Benedetto il Nome del Signore


Salmo 103


Voglio chiamarlo con il suo Nome il Dio santo, com’è vero che vivo


Daniele 2, 20


Daniele prese a dire: “Sia benedetto il nome di Dio, d’eternità in eternità! poiché a lui appartengono la sapienza e la forza”.


Shemoneh-esre


Santo sei tu e terribile è il tuo Nome 


3 benedizione 


Tu sei Santo e il tuo Nome è santo, e i santi ogni giorno ti loderanno. Benedetto sei tu, Signore, il Dio Santo! Noi santificheremo il tuo Nome nel mondo, come lo si santifica nelle altezze celesti 


Qaddish


Sia magnificato e santificato il suo Nome grande nel mondo che egli ha creato secondo la sua volontà 


Il Kiddush haShem, la santificazione del Nome, è il perno della nostra vita quotidiana, deve scaturire dal lev, dal cuore, e custodisce dal Hillul haShem, dalla profanazione del Nome.

### COSE DA FARE
a - Trascrivi dal brano sul Nome divino il tratto da "3 benedizione" a "profanazione del Nome.".
b - Traduci in inglese questa frase del brano sul Nome divino: "Il Kiddush haShem, la santificazione del Nome, è il perno della nostra vita quotidiana, deve scaturire dal lev, dal cuore, e custodisce dal Hillul haShem, dalla profanazione del Nome."
Per rispondere serve solo il brano sul Nome divino, senza altre fonti.

Voci da un insieme di etichettatura per punti:
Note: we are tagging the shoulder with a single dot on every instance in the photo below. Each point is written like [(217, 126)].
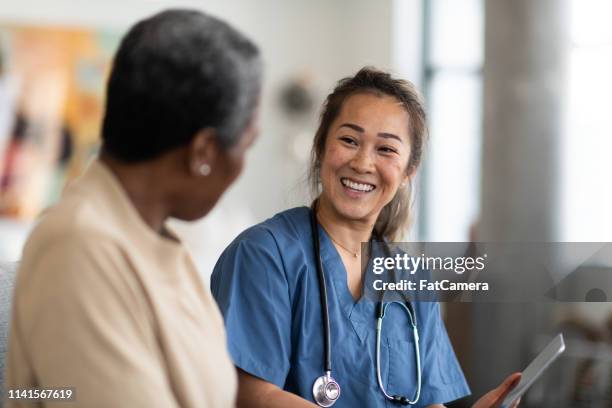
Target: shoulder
[(273, 247), (76, 222), (288, 227)]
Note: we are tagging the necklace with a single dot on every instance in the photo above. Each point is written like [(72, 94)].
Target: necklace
[(355, 254)]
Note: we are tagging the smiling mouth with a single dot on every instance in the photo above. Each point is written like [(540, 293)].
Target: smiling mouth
[(353, 185)]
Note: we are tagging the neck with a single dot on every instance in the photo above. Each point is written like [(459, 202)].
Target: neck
[(346, 232), (142, 182)]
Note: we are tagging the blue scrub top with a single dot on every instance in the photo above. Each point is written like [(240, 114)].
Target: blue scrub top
[(267, 289)]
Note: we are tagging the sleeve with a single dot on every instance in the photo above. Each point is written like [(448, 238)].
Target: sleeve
[(249, 284), (443, 379), (81, 320)]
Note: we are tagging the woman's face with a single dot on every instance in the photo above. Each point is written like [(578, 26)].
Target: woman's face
[(365, 157)]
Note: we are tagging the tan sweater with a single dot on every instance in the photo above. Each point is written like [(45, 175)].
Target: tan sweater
[(107, 306)]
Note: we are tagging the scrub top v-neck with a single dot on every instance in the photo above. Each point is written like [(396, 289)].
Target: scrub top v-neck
[(267, 289)]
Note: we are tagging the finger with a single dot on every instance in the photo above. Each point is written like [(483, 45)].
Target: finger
[(515, 403), (504, 389)]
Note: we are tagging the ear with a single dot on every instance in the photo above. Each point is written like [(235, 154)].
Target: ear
[(408, 176), (202, 150)]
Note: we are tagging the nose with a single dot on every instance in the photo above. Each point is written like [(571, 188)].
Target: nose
[(362, 161)]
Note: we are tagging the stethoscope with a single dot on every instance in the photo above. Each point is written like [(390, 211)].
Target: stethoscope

### RISPOSTE PER COMPITO
a -
3 benedizione 


Tu sei Santo e il tuo Nome è santo, e i santi ogni giorno ti loderanno. Benedetto sei tu, Signore, il Dio Santo! Noi santificheremo il tuo Nome nel mondo, come lo si santifica nelle altezze celesti 


Qaddish


Sia magnificato e santificato il suo Nome grande nel mondo che egli ha creato secondo la sua volontà 


Il Kiddush haShem, la santificazione del Nome, è il perno della nostra vita quotidiana, deve scaturire dal lev, dal cuore, e custodisce dal Hillul haShem, dalla profanazione del Nome.

b - The Kiddush haShem, the sanctification of the Name, is the pivot of our daily life, must spring from the lev, from the heart, and guards against the Hillul haShem, against the profanation of the Name.